▸ EXCERPTED PASSAGE:
Wearable electronics could trigger allergies

Posted at 11:48 PM, May 05, 2016
and last updated 2016-05-05 23:48:31-04

Itchy, red and irritates, that's what happens to Sue McCann's arm when she wears her electronic fitness tracker.

She was surprised because she never suspected her tracker could trigger what doctors told her appears to be a nickel allergy, something dermatologist Dr. Laura Ferris says she is seeing more often.

"Traditionally we've seen nickel allergies in places like earrings or from belt buckles but now we're tending to see it a lot of the wrist from electronic fitness trackers," she said.

One popular model was recalled after thousands complained of skin irritation, which was later linked, in part, to nickel in the casing.  Now, some wearable companies are giving users a heads up that some contain "traces of nickel" and "some people may experience allergies."

Dr. Lawrence F. Eichenfield, M.D. dermatologist explained how nickel can impact some.

"Nickel reactions can range from a little local rash, infections of the skin, it can impact on sleep, it can certainly impact someone's occupation," he said.

But it's not just the fitness devices, a new bulletin from the American Academy of Dermatology said, "recent reports suggest that some electronic devices including cell phones, laptops and tablets may contain nickel".

▸ DATASET EXCERPTS:
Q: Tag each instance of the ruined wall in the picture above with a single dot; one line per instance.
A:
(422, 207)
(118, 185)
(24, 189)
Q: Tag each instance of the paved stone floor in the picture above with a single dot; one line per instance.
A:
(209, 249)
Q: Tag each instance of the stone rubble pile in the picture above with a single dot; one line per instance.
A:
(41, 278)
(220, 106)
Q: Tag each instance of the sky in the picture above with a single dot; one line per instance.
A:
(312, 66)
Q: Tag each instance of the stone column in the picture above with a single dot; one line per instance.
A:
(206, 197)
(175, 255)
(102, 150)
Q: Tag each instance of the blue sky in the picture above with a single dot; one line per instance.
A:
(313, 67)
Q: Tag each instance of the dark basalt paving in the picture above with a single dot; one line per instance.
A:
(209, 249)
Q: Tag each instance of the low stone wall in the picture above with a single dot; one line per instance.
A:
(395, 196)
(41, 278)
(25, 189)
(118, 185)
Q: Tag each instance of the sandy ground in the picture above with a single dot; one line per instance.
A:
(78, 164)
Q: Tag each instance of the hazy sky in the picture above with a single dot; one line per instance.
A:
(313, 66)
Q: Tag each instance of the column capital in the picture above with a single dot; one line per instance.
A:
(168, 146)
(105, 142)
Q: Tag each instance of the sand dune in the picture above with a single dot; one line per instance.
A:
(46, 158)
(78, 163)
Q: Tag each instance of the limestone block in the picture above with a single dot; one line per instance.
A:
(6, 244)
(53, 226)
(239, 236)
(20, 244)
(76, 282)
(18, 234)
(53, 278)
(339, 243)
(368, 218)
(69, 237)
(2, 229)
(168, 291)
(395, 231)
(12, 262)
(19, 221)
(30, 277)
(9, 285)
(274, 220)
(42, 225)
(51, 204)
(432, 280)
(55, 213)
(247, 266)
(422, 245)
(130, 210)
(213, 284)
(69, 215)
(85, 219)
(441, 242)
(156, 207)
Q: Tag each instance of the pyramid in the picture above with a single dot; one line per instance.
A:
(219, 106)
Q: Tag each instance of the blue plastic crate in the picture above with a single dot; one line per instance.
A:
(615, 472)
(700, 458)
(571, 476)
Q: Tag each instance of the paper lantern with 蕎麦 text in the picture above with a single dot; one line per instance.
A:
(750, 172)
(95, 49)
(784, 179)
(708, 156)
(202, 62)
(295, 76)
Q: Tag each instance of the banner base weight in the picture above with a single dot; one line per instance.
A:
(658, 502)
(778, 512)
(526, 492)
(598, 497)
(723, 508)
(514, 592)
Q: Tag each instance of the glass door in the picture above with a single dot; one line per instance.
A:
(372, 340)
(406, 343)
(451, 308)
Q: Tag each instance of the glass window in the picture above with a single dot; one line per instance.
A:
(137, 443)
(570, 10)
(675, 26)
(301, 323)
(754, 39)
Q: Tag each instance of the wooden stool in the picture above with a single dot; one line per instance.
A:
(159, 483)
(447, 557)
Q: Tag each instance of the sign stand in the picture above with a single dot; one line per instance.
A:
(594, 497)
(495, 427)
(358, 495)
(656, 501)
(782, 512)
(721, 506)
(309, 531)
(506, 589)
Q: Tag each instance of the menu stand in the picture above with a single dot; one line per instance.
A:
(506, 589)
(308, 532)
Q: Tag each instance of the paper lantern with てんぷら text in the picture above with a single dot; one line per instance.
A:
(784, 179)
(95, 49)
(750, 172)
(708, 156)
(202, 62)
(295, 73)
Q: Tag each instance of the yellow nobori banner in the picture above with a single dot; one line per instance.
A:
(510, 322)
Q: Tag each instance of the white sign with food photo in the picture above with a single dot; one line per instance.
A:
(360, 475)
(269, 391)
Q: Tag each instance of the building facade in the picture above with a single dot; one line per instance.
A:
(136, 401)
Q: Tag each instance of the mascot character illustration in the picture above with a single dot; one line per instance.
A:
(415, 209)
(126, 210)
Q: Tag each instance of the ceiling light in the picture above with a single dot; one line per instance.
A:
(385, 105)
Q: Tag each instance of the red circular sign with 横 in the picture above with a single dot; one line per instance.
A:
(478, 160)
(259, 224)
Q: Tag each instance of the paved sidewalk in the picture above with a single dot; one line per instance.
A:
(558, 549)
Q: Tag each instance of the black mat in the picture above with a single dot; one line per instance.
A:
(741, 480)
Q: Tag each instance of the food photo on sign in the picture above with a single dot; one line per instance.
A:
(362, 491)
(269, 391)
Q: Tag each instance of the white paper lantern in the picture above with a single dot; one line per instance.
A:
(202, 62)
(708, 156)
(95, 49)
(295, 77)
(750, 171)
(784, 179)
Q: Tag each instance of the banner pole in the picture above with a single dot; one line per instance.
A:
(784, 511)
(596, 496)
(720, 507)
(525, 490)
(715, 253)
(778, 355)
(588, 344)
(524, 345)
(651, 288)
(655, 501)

▸ TASKS TO CARRY OUT:
[a] In the article on wearable electronics and allergies, what was the skin irritation from the recalled model partly linked to?
[b] Using the article on wearable electronics and allergies, say whether each statement agrees with it: (i) Dr. Laura Ferris says she is seeing nickel allergies more often. (ii) The American Academy of Dermatology bulletin names laptops among devices that may contain nickel. (iii) Sue McCann suspected from the start that her tracker was the cause. Back each yes or no with a quote.
[c] Pick up the article on wearable electronics and allergies after its last sentence and continue it.
The lines above are separate material from the article on wearable electronics and allergies.

▸ REPLIES:
[a] Nickel in the casing.

[b]
(i) Yes: "something dermatologist Dr. Laura Ferris says she is seeing more often."
(ii) Yes: "some electronic devices including cell phones, laptops and tablets may contain nickel."
(iii) No: "she never suspected her tracker could trigger what doctors told her appears to be a nickel allergy."

[c]
People who are sensitive, according to Dr. Eichenfield, are most at risk.

"People who are really sensitive will break out from exposure and to even stainless steel because the amount of nickel that gets released is enough to make them sensitive and show a reaction or rash, he said.

According to the experts, if you are extremely sensitive to nickel you may want to avoid the following foods that contain high amounts of nickel: soy products-such as soybeans, soy sauce, and tofu-licorice, buckwheat, cocoa powder, clams, cashews and figs.

To avoid a reaction from electronics, you may want to put a protective cover on your device. Manufacturers say they're working closely with dermatologists to make sure products are less likely to cause reactions.